_QUOTED PASSAGE_
Friday 27 November 2009by: Ray McGovern, Op-Ed
"It
took a lot of courage on Kennedy's part to defy the Pentagon, defy the
military -- and do the right thing," said Col. Larry Wilkerson, USA
(ret.), according to Robert Dreyfuss in his recent Rolling Stone
article "The Generals' Revolt."
Wilkerson,
who was chief of staff at the State Department (2002-2005) and now
teaches at George Washington University, was alluding to President John
F. Kennedy's courage in 1962, when he faced down his top generals and
refused to bomb Cuba and risk nuclear war.
That was as close as we came to nuclear calamity during the entire Cold War.
Despite
the urgency of the threat posed by the Russian military buildup in Cuba
(we now know the Russians had already placed nuclear weapons on the
island), Kennedy's deliberate decision-making style allowed enough time
for cooler heads to prevail and yielded a peaceful solution.

_DATA_
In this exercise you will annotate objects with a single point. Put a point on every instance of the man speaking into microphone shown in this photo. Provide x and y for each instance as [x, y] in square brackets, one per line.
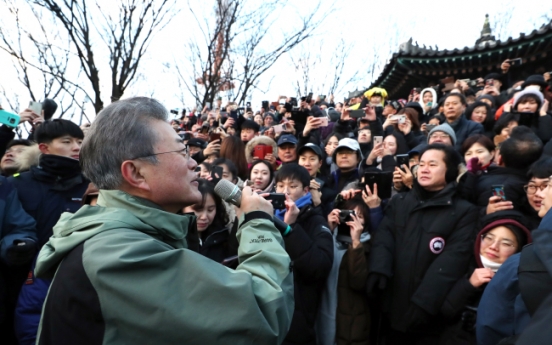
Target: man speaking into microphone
[123, 274]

_WRITTEN PROBLEM_
Write out the part of the Kennedy op-ed that opens with the words containing "Friday 27 November" and closes with "entire Cold War.", keeping its wording unchanged.

_THE RESPONSE_
Friday 27 November 2009by: Ray McGovern, Op-Ed
"It
took a lot of courage on Kennedy's part to defy the Pentagon, defy the
military -- and do the right thing," said Col. Larry Wilkerson, USA
(ret.), according to Robert Dreyfuss in his recent Rolling Stone
article "The Generals' Revolt."
Wilkerson,
who was chief of staff at the State Department (2002-2005) and now
teaches at George Washington University, was alluding to President John
F. Kennedy's courage in 1962, when he faced down his top generals and
refused to bomb Cuba and risk nuclear war.
That was as close as we came to nuclear calamity during the entire Cold War.